Junge Mädchen als Taschendiebinnen

Polizei gelang Schlag gegen internationale Bande / Viele Täterinnen sind noch strafunmündig

Sie sind 12, 13 und 15 Jahre alt – und haben es faustdick hinter den Ohren. Eine Mädchenbande aus Bosnien machte in den vergangenen Wochen Wien unsicher. Die Jugendbande kam nur zu einem Zweck in die Bundeshauptstadt: um zu stehlen. Das Trio ging den Ermittlern, wie berichtet, ins Netz. Und damit vermutlich auch drei Drahtzieherinnen. Denn die gesamte Bande dürfte aus Dutzenden jungen Mädchen bestanden haben. „Seit der Aufklärung sind die Taschendiebstähle in Wien deutlich zurückgegangen“, sagt ein Ermittler.

Die Polizei vermutet, dass die Mädchen – sie gehören der Volksgruppe der Roma an – Teil einer organisierten Bande sind. Jedenfalls waren sie bestens vorbereitet. „Sie haben jedes Gedränge genutzt. In der U-Bahn oder im Kaufhaus, sogar im Stephansdom“, sagt der Ermittler. „Sonst haben sie eben eine Drängelei provoziert.“

Auch der Ablauf während der Taschendiebstähle war genau durchgeplant. Eine lenkte ab, die andere deckte ab, eine passte auf. Und sobald die Geldbörse aus der Tasche gestohlen war, wurde sie einer anderen übergeben.

- Deine Aufgabe:
Erkläre anhand des Artikels über die jungen Taschendiebinnen, weshalb die Mädchenbande nach Wien gekommen war.

- Erfasste Daten:
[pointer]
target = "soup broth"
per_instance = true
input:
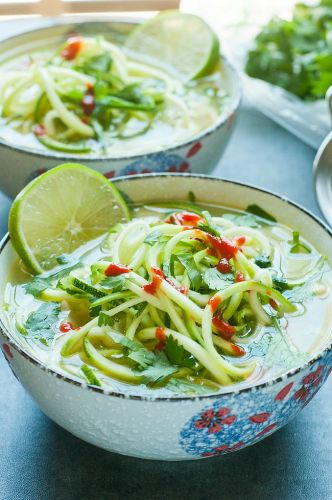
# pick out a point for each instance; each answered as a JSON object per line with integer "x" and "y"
{"x": 182, "y": 299}
{"x": 87, "y": 96}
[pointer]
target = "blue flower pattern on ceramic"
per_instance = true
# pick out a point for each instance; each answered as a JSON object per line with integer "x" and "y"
{"x": 224, "y": 427}
{"x": 157, "y": 162}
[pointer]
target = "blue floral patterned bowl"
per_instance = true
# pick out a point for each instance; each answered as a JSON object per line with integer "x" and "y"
{"x": 201, "y": 153}
{"x": 185, "y": 427}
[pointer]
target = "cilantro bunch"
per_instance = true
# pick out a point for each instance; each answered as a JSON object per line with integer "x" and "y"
{"x": 296, "y": 54}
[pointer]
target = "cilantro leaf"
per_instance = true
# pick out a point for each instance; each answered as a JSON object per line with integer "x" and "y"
{"x": 216, "y": 280}
{"x": 195, "y": 277}
{"x": 155, "y": 237}
{"x": 98, "y": 64}
{"x": 176, "y": 354}
{"x": 37, "y": 285}
{"x": 40, "y": 323}
{"x": 114, "y": 283}
{"x": 181, "y": 386}
{"x": 160, "y": 369}
{"x": 143, "y": 357}
{"x": 121, "y": 339}
{"x": 280, "y": 283}
{"x": 246, "y": 220}
{"x": 296, "y": 54}
{"x": 297, "y": 245}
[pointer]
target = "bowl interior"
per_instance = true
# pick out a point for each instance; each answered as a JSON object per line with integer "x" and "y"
{"x": 114, "y": 31}
{"x": 159, "y": 187}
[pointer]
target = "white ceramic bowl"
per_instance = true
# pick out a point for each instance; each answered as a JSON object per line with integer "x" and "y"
{"x": 177, "y": 428}
{"x": 201, "y": 153}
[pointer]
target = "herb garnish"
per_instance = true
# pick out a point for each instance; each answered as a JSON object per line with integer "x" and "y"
{"x": 40, "y": 324}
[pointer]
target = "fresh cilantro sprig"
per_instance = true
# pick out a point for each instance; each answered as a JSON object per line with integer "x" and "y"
{"x": 296, "y": 54}
{"x": 177, "y": 355}
{"x": 41, "y": 323}
{"x": 215, "y": 280}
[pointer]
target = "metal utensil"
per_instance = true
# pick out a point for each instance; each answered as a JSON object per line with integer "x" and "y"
{"x": 323, "y": 170}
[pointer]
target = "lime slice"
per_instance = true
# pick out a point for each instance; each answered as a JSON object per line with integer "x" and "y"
{"x": 181, "y": 44}
{"x": 60, "y": 211}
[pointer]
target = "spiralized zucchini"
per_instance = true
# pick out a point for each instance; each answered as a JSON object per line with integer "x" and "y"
{"x": 173, "y": 298}
{"x": 90, "y": 94}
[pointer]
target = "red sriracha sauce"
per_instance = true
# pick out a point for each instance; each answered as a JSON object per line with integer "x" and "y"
{"x": 88, "y": 104}
{"x": 240, "y": 240}
{"x": 223, "y": 247}
{"x": 214, "y": 303}
{"x": 188, "y": 219}
{"x": 72, "y": 48}
{"x": 239, "y": 277}
{"x": 225, "y": 329}
{"x": 161, "y": 336}
{"x": 274, "y": 304}
{"x": 224, "y": 266}
{"x": 237, "y": 350}
{"x": 116, "y": 269}
{"x": 66, "y": 327}
{"x": 157, "y": 278}
{"x": 184, "y": 290}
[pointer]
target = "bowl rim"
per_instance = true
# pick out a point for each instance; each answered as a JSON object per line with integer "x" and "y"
{"x": 220, "y": 122}
{"x": 185, "y": 397}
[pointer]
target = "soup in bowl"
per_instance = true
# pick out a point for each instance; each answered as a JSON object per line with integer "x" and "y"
{"x": 79, "y": 91}
{"x": 199, "y": 327}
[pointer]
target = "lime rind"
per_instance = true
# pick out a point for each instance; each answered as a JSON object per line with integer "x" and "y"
{"x": 182, "y": 44}
{"x": 39, "y": 213}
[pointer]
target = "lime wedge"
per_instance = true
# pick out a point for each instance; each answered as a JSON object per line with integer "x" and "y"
{"x": 60, "y": 211}
{"x": 181, "y": 44}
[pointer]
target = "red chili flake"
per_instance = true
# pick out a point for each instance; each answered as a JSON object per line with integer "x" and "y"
{"x": 239, "y": 277}
{"x": 194, "y": 150}
{"x": 214, "y": 303}
{"x": 110, "y": 174}
{"x": 273, "y": 304}
{"x": 172, "y": 169}
{"x": 224, "y": 266}
{"x": 39, "y": 130}
{"x": 237, "y": 350}
{"x": 66, "y": 327}
{"x": 223, "y": 247}
{"x": 160, "y": 346}
{"x": 240, "y": 240}
{"x": 72, "y": 49}
{"x": 225, "y": 329}
{"x": 160, "y": 334}
{"x": 260, "y": 418}
{"x": 157, "y": 278}
{"x": 89, "y": 88}
{"x": 116, "y": 269}
{"x": 283, "y": 393}
{"x": 88, "y": 104}
{"x": 188, "y": 219}
{"x": 184, "y": 167}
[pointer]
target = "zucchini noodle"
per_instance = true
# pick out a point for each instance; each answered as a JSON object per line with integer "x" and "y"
{"x": 90, "y": 95}
{"x": 171, "y": 297}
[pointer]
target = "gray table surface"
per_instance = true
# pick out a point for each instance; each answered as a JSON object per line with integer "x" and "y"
{"x": 39, "y": 460}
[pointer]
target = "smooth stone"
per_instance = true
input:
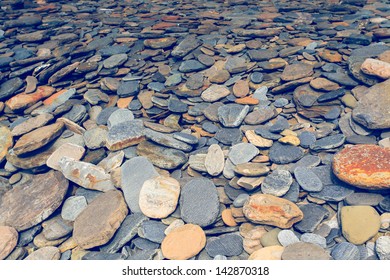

- Gelöste Aufgabe:
Die Jugendbande kam nur zu einem einzigen Zweck in die Bundeshauptstadt: um dort zu stehlen.